**Document passage:**
=-=-=-=-=

A tool enables clinicians to assess hospital patients' risk of death within a year of admission, according to a study published in the Canadian Medical Association Journal.
The study, led by Carl van Walraven, a researcher at the Ottawa Hospital and the University of Ottawa, Ontario, analyzed eight years of data for patients admitted to hospitals in Ontario and Alberta and to Brigham and Women's Hospital in Boston to determine the accuracy of the hospital-patient one-year mortality risk (HOMR) model. Previous research involving the HOMR model suggested it was an accurate method for one-year mortality risk assessment, but these trials involved only a year's worth of data at one hospital.
The model incorporates patient age, sex, living status, number and severity of illnesses, and number and type of admissions. Of the study subjects, the Alberta cohort was younger, while the Boston cohort had more chronic illnesses. Van Walraven and his team determined the overall risk of death within a year of admission was 8.7 percent, but found substantial variation according to patient characteristics. Overall, they determined patients' HOMR scores accurately reflected their risk of one-year mortality.
"The HOMR score can be used with confidence to predict the risk of death within one year after admission using health administrative data," van Walraven and his team said in a statement, adding that further study is needed to determine the model's effectiveness in frontline, routine-care settings.
Research published in November found longer hospital stays can reduce both mortality rates and readmissions, while a recent study indicates mortality is higher at low-volume hospitals, FierceHealthcare previously reported.

=-=-=-=-=

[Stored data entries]

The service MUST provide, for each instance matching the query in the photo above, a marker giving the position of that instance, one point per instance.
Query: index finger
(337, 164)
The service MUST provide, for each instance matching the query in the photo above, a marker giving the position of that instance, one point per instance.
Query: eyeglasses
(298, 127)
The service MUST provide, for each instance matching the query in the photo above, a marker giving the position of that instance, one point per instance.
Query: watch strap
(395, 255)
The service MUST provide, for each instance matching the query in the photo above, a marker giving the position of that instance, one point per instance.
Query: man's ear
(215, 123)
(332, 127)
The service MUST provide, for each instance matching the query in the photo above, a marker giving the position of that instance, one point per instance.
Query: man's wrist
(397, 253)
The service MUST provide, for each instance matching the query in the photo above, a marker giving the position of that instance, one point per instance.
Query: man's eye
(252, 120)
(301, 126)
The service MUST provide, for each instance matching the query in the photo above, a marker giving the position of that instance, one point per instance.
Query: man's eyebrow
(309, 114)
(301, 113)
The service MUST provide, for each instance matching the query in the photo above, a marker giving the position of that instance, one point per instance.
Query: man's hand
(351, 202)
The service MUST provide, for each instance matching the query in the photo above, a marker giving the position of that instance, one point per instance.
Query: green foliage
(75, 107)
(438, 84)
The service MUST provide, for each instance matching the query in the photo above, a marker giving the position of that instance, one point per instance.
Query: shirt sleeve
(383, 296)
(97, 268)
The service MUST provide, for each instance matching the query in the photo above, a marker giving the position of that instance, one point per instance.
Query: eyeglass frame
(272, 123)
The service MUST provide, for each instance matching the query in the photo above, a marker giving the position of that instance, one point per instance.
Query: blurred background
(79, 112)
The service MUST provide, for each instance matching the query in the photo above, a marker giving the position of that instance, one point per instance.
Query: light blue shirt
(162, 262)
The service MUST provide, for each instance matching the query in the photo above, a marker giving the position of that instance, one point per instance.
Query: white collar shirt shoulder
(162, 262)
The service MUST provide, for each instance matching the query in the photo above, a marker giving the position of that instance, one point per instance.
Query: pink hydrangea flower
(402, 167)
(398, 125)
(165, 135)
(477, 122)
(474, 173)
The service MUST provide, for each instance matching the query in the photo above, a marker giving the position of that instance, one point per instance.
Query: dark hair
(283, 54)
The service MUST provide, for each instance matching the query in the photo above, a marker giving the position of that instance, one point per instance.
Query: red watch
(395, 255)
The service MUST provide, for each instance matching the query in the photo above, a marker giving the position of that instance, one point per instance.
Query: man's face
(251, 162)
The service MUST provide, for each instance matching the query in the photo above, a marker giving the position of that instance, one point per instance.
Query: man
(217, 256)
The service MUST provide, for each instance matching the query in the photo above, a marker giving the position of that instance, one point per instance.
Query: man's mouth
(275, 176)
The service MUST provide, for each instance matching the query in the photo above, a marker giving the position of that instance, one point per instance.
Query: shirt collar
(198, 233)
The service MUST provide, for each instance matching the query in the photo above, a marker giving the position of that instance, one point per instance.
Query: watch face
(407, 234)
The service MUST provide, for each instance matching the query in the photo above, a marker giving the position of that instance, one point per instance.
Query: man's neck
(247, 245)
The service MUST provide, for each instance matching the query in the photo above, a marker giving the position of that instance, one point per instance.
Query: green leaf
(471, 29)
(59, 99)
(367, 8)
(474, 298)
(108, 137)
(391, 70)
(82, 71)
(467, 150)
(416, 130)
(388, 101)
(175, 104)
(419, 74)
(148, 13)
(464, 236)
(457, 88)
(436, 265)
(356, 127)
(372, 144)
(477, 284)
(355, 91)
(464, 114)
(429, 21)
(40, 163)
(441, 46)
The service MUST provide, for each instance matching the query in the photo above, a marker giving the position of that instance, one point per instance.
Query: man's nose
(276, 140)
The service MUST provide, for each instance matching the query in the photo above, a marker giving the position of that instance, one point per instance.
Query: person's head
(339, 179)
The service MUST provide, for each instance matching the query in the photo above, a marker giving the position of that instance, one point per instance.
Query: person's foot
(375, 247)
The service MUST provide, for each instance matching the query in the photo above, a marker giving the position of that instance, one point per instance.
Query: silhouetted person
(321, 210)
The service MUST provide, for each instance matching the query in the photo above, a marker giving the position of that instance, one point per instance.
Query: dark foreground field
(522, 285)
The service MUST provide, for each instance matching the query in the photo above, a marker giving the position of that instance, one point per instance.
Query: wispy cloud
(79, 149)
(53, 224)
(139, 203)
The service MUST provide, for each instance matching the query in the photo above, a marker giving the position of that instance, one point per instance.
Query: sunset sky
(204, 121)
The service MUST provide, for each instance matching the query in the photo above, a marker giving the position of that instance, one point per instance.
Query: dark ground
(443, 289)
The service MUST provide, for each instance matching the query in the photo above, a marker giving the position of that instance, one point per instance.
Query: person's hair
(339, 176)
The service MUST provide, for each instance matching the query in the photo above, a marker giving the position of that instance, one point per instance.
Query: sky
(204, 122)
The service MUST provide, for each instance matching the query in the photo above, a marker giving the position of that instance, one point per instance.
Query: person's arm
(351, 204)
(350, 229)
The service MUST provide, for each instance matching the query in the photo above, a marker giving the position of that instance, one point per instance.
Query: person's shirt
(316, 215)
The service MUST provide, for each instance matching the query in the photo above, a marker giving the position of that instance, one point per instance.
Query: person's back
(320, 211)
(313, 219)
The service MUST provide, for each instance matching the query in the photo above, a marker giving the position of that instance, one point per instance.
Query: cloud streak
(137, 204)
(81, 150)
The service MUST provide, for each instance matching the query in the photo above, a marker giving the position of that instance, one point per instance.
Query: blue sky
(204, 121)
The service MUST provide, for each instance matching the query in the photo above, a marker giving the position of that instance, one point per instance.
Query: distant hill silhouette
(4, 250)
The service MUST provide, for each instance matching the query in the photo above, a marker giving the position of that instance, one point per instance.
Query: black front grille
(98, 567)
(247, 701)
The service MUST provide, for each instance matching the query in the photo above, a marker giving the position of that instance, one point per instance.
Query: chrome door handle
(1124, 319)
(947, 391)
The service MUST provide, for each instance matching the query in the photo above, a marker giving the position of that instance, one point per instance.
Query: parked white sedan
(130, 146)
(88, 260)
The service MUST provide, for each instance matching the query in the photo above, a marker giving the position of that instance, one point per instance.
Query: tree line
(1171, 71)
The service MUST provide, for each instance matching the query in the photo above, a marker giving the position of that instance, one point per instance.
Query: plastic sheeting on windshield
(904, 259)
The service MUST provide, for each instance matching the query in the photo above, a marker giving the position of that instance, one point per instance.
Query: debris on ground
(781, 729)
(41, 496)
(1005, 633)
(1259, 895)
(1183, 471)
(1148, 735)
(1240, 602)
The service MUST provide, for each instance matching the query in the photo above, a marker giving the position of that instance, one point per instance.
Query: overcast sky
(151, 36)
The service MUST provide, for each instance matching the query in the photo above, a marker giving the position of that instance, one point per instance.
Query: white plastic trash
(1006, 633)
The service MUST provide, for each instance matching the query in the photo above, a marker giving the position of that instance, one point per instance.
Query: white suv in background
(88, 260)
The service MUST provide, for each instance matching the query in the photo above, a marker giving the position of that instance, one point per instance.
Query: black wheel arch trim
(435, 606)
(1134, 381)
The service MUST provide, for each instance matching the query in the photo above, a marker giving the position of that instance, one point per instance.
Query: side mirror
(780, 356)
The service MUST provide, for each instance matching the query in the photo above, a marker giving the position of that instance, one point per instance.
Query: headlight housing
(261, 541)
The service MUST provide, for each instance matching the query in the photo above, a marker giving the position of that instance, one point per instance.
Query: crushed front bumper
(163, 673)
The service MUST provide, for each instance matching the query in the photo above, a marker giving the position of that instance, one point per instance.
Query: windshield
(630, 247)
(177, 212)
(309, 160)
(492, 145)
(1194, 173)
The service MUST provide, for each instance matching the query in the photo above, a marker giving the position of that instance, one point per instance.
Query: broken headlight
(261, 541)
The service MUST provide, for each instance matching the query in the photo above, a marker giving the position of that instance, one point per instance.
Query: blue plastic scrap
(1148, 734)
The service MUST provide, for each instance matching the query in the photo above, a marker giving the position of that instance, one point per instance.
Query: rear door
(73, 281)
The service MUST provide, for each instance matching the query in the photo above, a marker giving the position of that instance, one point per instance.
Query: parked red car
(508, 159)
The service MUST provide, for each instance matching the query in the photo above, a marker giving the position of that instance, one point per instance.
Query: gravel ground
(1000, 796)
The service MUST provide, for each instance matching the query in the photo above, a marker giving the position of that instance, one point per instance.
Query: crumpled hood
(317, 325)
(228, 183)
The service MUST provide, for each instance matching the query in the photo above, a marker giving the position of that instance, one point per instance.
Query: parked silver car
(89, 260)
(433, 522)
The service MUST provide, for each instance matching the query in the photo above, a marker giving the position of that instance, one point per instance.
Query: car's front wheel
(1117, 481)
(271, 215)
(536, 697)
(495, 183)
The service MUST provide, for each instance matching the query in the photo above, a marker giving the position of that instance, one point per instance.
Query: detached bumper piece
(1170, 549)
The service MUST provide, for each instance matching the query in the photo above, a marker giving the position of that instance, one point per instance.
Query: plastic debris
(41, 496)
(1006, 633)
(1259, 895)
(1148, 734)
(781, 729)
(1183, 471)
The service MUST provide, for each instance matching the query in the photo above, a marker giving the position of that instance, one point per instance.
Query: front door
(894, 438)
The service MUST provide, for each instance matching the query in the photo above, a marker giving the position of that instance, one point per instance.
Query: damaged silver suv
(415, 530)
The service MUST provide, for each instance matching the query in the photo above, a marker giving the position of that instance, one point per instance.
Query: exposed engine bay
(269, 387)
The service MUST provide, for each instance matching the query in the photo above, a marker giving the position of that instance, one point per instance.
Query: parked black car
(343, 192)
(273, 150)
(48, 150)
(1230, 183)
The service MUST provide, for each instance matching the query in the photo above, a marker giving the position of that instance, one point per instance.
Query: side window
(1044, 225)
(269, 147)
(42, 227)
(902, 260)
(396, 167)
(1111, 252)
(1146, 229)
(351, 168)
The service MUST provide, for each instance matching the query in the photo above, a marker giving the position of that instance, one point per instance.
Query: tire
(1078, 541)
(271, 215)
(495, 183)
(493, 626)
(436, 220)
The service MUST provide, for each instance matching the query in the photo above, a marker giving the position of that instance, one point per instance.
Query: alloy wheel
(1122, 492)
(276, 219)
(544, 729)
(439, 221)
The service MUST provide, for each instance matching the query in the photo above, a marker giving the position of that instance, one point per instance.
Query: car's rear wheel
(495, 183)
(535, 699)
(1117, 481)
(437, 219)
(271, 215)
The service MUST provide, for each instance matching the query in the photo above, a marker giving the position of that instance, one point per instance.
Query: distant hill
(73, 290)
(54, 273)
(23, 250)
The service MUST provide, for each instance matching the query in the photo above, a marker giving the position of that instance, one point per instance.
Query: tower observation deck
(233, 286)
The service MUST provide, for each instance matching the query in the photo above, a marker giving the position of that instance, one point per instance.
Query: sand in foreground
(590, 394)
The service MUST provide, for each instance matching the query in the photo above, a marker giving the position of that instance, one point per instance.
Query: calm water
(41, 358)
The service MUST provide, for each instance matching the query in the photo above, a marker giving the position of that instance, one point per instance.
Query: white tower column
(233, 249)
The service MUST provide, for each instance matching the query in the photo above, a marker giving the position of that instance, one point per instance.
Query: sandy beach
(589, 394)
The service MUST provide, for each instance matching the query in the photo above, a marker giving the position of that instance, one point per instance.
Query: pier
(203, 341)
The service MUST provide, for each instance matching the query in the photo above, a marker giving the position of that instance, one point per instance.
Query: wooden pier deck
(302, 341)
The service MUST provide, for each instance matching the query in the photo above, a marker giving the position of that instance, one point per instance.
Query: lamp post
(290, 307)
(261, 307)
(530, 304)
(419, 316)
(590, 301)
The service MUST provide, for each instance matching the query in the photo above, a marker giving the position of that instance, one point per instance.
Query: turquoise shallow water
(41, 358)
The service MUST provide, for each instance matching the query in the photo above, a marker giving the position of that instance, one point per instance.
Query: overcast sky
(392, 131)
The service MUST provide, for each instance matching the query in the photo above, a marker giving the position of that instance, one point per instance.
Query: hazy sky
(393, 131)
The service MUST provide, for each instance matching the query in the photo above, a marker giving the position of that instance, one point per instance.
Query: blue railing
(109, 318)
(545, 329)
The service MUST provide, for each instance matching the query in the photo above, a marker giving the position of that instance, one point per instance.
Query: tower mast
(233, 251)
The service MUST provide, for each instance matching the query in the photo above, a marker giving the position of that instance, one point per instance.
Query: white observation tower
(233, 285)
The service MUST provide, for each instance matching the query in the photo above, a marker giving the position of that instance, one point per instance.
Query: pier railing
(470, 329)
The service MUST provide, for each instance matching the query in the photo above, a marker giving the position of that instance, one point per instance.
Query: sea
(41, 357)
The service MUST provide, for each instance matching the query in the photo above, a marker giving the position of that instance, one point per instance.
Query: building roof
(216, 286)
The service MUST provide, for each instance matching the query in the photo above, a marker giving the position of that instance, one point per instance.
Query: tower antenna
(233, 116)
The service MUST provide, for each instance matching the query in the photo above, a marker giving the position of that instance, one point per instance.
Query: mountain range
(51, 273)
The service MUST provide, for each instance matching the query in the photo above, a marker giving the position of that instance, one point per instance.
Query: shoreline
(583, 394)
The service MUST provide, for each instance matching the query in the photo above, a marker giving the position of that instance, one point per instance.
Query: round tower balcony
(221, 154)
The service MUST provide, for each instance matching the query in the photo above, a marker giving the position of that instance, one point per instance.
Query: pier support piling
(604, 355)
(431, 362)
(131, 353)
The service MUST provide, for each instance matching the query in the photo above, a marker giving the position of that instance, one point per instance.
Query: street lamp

=-=-=-=-=

**Problem to work on:** Copy the passage on hospital mortality risk starting at "A tool enables" and ending at "at one hospital.", and replace "clinicians" with "physicians".

**Result of this exercise:**
A tool enables physicians to assess hospital patients' risk of death within a year of admission, according to a study published in the Canadian Medical Association Journal.
The study, led by Carl van Walraven, a researcher at the Ottawa Hospital and the University of Ottawa, Ontario, analyzed eight years of data for patients admitted to hospitals in Ontario and Alberta and to Brigham and Women's Hospital in Boston to determine the accuracy of the hospital-patient one-year mortality risk (HOMR) model. Previous research involving the HOMR model suggested it was an accurate method for one-year mortality risk assessment, but these trials involved only a year's worth of data at one hospital.